● **Work required**:
Repeat only the lines below from the one containing "Target: cloudy sky" through the one containing "example [(295, 190)]", inclusive, exactly as written.

● **Material to process**:

'''

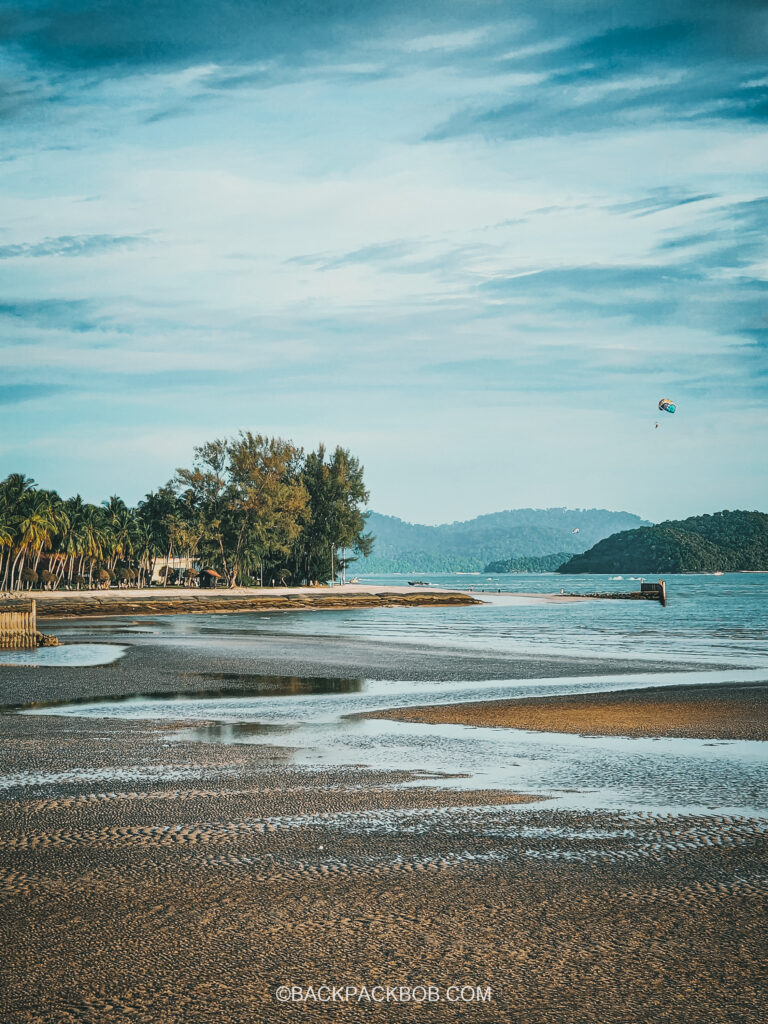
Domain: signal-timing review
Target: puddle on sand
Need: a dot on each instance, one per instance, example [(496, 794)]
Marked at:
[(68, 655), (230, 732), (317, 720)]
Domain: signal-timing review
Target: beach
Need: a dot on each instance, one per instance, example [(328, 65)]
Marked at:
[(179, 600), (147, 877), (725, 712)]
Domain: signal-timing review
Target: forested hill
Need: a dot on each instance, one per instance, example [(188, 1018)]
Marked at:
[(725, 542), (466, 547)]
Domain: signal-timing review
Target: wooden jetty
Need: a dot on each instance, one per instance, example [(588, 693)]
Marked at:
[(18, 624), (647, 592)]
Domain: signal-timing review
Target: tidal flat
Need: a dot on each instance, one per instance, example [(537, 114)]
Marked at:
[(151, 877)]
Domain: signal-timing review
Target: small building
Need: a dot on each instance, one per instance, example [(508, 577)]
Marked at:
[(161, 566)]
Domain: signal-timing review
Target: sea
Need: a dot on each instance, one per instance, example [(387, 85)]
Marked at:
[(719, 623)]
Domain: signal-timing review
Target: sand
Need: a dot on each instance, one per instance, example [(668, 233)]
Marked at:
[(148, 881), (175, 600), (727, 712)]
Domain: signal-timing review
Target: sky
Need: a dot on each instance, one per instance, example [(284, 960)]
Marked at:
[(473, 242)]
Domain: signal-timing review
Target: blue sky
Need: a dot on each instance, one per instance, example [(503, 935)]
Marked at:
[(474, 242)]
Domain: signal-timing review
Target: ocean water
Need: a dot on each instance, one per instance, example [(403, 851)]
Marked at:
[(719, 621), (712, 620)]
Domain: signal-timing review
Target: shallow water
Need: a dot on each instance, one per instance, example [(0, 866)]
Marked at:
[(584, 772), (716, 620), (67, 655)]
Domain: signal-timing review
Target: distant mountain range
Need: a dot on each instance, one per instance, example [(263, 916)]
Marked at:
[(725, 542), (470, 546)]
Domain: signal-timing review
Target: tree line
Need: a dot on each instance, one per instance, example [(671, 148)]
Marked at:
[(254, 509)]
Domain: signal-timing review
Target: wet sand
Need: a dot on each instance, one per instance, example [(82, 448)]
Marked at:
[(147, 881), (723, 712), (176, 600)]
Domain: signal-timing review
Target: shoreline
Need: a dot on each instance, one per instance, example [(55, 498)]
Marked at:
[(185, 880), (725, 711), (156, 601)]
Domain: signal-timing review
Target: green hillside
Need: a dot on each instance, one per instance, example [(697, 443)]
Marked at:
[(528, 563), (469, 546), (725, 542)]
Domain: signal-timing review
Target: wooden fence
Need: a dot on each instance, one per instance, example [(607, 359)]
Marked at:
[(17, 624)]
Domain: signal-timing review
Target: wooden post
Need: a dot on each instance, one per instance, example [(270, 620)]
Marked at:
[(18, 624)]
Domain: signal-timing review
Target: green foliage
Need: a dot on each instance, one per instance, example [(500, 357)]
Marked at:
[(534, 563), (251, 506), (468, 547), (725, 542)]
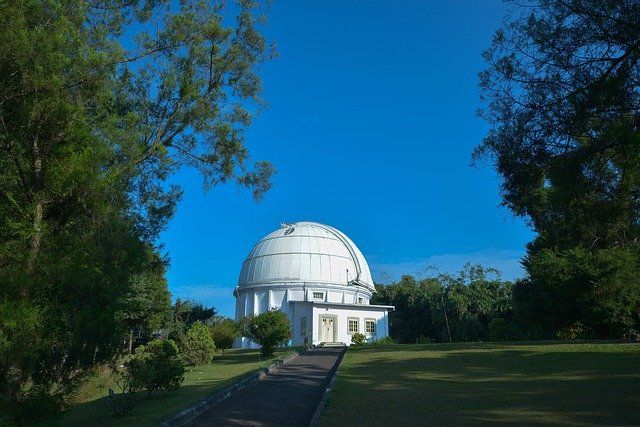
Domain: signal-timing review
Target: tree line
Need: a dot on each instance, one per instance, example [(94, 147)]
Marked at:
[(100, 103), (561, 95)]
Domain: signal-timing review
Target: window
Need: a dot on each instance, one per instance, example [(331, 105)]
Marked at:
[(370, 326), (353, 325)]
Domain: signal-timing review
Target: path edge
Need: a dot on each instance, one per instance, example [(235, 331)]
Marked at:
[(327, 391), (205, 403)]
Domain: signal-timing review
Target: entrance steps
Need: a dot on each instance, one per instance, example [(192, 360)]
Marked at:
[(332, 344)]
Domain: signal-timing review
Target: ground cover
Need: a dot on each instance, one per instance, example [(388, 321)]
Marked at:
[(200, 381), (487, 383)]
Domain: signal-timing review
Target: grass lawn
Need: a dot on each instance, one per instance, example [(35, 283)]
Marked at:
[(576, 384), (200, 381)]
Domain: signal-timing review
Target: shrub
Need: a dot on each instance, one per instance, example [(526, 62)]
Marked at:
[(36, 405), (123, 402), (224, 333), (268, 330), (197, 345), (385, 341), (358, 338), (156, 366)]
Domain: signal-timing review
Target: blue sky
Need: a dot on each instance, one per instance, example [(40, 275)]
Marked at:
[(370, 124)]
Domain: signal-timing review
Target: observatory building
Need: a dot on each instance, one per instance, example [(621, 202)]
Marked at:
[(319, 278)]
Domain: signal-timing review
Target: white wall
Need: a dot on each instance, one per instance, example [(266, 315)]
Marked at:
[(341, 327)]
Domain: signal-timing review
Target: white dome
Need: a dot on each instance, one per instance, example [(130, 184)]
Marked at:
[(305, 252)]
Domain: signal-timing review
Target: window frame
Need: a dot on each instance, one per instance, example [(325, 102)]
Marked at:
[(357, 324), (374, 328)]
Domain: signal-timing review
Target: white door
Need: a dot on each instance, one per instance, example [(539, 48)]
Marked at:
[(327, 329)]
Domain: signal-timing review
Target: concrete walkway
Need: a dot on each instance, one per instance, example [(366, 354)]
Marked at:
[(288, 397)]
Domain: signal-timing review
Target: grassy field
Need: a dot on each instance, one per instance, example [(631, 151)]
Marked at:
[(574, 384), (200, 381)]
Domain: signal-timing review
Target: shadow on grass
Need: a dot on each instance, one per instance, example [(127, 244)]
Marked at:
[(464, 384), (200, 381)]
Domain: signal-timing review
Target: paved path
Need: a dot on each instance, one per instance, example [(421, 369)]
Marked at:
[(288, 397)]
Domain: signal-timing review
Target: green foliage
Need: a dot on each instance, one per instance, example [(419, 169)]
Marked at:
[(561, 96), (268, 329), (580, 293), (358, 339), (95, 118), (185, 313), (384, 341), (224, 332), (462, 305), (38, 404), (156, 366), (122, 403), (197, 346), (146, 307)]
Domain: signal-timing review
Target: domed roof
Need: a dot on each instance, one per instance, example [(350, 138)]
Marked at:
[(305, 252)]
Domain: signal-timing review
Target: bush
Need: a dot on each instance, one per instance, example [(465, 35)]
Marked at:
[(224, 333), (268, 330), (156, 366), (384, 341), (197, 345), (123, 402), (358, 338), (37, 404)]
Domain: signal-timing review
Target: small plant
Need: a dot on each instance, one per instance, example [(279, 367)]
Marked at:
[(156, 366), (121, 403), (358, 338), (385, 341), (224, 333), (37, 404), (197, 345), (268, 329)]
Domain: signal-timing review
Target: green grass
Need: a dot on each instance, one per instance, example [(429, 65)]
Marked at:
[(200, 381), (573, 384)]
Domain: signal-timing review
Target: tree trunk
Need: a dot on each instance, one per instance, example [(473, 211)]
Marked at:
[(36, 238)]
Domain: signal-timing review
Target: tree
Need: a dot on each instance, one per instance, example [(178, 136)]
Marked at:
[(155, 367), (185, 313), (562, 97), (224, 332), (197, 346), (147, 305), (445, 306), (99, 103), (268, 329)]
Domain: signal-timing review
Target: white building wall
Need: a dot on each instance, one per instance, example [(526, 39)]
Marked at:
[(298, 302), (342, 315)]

'''
'''

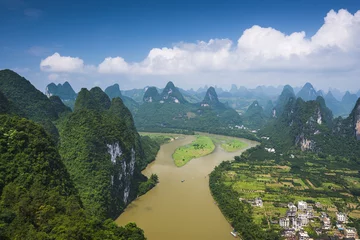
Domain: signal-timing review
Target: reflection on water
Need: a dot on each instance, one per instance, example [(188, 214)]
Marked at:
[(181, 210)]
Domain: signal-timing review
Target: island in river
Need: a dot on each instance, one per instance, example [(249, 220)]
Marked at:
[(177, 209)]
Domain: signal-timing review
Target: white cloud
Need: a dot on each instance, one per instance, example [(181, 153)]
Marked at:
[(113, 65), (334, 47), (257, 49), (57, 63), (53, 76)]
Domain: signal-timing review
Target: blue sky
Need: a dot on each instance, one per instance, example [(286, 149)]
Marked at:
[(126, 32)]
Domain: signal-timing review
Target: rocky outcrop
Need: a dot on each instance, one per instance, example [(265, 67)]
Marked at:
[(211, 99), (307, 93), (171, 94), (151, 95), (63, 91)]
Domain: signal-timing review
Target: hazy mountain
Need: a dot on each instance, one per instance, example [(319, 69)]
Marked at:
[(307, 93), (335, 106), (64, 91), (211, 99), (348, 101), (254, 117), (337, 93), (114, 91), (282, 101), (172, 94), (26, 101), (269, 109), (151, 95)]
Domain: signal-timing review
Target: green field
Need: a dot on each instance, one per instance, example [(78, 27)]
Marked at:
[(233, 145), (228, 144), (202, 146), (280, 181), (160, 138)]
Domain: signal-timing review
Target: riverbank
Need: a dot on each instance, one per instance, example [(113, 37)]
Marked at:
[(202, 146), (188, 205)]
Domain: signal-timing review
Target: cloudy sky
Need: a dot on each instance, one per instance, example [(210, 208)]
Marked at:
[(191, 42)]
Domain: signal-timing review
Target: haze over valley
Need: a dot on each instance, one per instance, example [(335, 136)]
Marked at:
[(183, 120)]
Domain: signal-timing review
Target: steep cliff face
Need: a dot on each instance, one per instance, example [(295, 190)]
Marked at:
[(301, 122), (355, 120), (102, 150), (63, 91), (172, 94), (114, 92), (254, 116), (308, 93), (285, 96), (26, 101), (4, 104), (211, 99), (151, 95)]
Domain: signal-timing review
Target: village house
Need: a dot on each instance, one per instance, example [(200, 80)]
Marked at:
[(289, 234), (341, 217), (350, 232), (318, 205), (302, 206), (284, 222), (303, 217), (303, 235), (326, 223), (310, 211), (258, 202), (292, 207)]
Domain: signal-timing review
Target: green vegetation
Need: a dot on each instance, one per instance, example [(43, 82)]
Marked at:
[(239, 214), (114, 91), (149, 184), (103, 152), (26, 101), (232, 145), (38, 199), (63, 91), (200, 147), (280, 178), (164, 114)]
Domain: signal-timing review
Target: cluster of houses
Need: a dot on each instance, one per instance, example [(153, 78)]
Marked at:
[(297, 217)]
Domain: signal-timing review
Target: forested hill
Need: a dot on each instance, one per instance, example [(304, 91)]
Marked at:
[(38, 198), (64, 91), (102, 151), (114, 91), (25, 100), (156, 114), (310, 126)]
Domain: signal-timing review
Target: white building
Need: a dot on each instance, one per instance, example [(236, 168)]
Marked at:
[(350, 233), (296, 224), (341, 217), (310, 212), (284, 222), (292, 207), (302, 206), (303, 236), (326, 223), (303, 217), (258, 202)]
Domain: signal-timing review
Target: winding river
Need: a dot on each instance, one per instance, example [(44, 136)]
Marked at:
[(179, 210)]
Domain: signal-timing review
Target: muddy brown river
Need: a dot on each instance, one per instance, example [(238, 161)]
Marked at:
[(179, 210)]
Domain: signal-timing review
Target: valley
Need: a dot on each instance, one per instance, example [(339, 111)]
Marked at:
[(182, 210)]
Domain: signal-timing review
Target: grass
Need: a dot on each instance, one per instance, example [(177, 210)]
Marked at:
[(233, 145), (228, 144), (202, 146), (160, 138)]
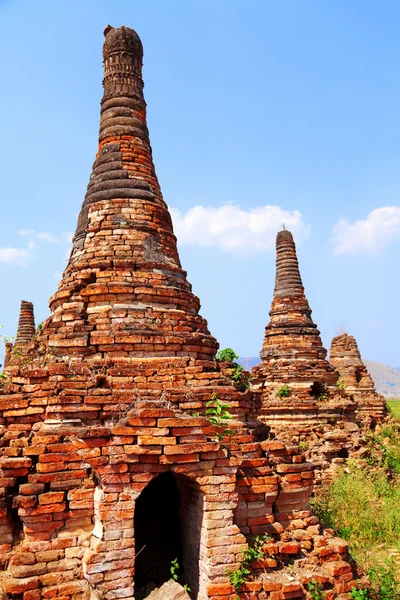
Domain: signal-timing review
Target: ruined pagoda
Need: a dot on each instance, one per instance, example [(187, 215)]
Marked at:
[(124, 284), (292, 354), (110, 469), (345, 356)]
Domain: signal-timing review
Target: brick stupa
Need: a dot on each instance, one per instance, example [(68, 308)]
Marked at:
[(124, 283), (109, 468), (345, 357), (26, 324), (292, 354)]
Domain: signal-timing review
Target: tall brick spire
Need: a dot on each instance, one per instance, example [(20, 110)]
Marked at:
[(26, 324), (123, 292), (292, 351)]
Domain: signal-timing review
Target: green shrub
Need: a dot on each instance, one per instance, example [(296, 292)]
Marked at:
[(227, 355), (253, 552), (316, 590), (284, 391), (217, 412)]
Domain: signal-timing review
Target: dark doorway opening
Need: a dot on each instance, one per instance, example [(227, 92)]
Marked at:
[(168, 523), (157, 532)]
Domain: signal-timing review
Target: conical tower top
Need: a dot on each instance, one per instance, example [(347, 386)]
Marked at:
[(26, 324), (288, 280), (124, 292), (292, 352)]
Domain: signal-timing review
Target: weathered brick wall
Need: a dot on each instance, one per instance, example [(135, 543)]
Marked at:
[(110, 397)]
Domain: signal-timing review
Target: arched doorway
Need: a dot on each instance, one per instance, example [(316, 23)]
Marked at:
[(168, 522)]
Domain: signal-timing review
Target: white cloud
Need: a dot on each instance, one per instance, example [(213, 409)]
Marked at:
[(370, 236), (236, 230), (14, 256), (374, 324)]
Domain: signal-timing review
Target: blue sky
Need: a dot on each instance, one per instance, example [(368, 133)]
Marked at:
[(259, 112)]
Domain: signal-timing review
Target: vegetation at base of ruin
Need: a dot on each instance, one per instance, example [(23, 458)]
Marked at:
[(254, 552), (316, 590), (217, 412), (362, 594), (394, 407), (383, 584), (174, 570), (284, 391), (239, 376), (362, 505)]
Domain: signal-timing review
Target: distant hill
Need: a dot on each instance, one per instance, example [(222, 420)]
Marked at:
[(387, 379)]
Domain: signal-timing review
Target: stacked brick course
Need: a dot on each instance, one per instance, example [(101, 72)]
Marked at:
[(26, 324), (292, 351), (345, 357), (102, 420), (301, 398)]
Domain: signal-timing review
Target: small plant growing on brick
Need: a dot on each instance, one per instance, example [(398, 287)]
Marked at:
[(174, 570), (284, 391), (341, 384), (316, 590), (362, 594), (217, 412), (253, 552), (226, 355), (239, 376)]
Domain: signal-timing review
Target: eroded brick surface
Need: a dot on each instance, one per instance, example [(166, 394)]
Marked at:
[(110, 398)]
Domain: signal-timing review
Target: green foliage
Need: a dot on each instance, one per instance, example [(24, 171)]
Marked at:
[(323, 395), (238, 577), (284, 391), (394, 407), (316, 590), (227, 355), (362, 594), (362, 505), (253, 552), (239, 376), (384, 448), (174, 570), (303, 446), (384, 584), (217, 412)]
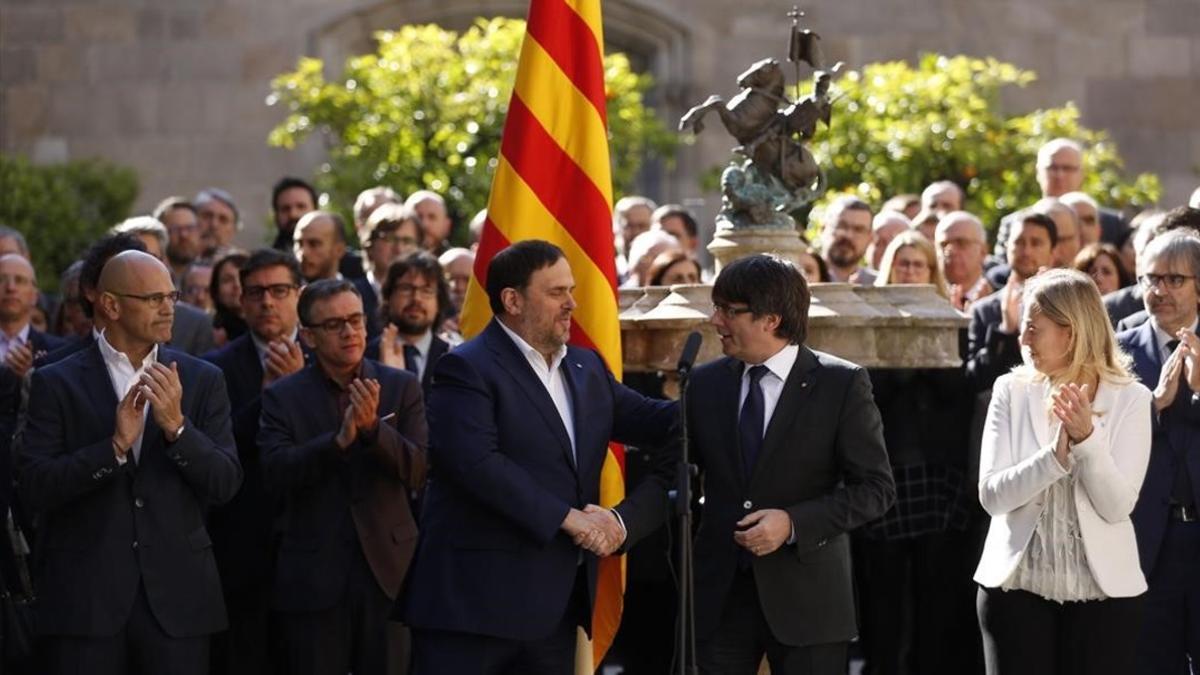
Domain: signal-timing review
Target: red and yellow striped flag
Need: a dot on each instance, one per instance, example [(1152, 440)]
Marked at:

'''
'''

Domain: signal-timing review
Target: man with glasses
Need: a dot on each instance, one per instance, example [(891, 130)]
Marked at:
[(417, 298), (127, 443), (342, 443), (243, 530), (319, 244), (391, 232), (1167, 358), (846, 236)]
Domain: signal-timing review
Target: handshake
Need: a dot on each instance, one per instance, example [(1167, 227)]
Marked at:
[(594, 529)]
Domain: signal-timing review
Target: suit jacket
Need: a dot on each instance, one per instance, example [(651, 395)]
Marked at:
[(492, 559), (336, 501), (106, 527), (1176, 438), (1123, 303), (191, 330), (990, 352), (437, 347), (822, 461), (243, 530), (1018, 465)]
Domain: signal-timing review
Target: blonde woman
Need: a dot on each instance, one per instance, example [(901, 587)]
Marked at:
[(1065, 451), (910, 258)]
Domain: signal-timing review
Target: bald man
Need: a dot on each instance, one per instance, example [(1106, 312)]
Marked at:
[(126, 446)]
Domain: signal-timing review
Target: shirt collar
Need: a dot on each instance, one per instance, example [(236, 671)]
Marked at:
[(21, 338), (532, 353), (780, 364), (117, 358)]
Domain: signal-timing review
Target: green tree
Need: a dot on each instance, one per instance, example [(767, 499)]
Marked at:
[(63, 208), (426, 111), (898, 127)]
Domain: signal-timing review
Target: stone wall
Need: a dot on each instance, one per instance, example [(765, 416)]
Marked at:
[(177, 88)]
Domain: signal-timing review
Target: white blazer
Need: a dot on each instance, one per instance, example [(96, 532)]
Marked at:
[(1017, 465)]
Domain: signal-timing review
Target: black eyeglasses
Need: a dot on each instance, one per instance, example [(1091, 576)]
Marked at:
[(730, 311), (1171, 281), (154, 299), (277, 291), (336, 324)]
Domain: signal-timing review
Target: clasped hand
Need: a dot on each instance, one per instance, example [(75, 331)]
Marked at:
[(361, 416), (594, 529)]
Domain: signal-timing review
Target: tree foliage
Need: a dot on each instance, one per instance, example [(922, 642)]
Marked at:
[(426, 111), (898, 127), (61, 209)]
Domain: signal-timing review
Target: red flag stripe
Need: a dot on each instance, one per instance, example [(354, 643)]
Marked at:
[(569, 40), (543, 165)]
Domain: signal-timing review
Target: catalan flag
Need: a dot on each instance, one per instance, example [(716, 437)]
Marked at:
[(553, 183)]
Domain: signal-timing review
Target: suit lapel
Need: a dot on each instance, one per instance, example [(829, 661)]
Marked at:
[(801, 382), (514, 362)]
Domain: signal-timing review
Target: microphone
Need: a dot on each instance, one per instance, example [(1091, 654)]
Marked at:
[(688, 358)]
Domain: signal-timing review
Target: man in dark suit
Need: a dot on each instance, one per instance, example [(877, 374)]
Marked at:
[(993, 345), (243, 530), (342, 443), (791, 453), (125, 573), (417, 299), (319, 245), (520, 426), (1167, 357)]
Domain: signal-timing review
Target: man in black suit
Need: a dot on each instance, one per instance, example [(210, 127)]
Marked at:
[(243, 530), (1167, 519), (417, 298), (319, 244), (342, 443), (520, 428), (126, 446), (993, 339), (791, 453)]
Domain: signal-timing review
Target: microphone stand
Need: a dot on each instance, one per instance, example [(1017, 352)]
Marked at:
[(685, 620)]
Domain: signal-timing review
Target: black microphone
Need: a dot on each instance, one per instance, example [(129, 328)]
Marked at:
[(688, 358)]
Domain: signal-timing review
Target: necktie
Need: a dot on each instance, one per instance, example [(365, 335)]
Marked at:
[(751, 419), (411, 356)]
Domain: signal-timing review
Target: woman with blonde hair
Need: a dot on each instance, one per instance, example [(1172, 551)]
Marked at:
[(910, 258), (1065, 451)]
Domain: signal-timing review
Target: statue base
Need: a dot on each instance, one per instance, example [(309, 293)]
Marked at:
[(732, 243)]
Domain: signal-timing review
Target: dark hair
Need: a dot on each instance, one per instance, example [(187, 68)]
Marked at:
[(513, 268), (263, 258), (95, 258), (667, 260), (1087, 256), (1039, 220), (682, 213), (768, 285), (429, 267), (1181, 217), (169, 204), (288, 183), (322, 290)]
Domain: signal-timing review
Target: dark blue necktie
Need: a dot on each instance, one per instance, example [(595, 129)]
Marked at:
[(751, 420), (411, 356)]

'''

● **Task answer**:
Target: cloudy sky
Need: a dot on each instance, one per instance, example [(210, 208)]
Marked at:
[(191, 42)]
Domain: signal-timing review
Target: haze over valley
Need: a dot on each instance, one per instance, example [(335, 136)]
Marked at:
[(183, 120)]
Domain: signal-timing review
Target: steep cliff face
Need: a dot on each instance, one per instance, example [(295, 190)]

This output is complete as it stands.